• **TEXT EXTRACT**:
Hard words to write. Hard words to read. We’ll miss him in the newsroom, where he has set the standard for hard work, ethics, intelligent reporting and beautiful prose for decades. Readers will miss him even more.

We know him these days as the gimlet-eyed business reporter who has applied his considerable investigative talents and apparently endless stamina to the Gordian knot known as Jackson Health System.

But that John -- the one whose dogged pursuit of healthcare facts became so annoying that a Jackson board member threatened to throw him out a window --- is a relatively recent incarnation. John is also a legend for his work at Tropic magazine, a post that offered him a front row seat to some of Miami’s most wonderful and infamous moments.

Along the way, he has written stories from Haiti and Cuba, worked as a substitute teacher so he could write about the school system from within (deciding in the end that the kids would “eat me alive”) and scored a 5 ½ hour interview with Fidel Castro.

He co-authored a Cuba history book, The Winds of December. Three of his Herald articles have appeared in college textbooks on writing. He was a Fulbright Scholar in Romania in 2001. Won two National Headliner Awards, a Green Eyeshade Award and a host of others.

• **GIVEN REQUEST A**: Please pick out every line of the entries that contains the string "post".
The tribute and the entries come from separate sources.

• **INFORMATION SHOWN**:
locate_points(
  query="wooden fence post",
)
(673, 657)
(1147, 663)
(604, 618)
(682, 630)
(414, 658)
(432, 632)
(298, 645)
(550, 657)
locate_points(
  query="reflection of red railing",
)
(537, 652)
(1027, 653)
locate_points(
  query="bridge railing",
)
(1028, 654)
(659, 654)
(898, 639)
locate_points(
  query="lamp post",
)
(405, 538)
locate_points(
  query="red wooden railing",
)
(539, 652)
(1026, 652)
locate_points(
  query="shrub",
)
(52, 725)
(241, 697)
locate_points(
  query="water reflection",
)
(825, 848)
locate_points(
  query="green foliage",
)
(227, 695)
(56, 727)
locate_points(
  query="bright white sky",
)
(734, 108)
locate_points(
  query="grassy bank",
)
* * *
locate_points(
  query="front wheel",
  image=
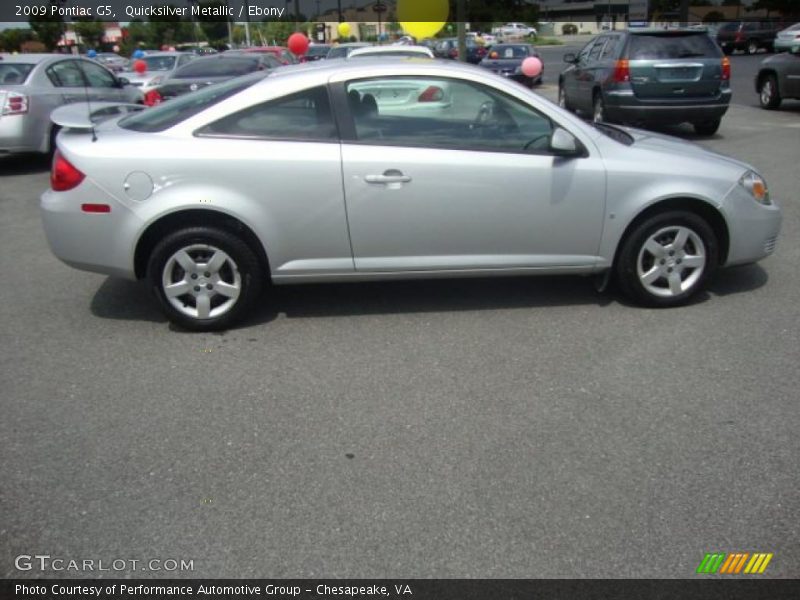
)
...
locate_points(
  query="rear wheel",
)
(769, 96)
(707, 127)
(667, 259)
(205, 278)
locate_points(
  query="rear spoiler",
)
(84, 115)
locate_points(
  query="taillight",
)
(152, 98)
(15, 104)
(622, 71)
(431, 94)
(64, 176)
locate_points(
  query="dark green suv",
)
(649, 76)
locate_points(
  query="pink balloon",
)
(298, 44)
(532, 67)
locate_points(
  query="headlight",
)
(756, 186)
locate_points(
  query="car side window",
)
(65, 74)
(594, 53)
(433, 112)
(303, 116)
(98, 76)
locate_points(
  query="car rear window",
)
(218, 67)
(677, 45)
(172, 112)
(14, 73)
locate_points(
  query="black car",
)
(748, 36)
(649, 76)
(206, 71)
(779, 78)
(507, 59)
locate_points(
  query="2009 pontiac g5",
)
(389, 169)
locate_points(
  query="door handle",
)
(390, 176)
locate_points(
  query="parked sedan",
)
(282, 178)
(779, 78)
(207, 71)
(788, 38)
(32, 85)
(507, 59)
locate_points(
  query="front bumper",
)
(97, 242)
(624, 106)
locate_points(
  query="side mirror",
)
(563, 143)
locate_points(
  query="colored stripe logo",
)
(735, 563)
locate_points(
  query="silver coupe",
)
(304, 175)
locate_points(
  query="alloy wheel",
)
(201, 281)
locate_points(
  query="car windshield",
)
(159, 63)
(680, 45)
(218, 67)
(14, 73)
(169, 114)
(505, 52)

• **GIVEN REQUEST B**: Print the part of the tribute between "But that John" and "and infamous moments.", inclusive, word for word.

• **FINAL ANSWER A**:
  query="wooden fence post",
  query="lamp post",

• **FINAL ANSWER B**:
But that John -- the one whose dogged pursuit of healthcare facts became so annoying that a Jackson board member threatened to throw him out a window --- is a relatively recent incarnation. John is also a legend for his work at Tropic magazine, a post that offered him a front row seat to some of Miami’s most wonderful and infamous moments.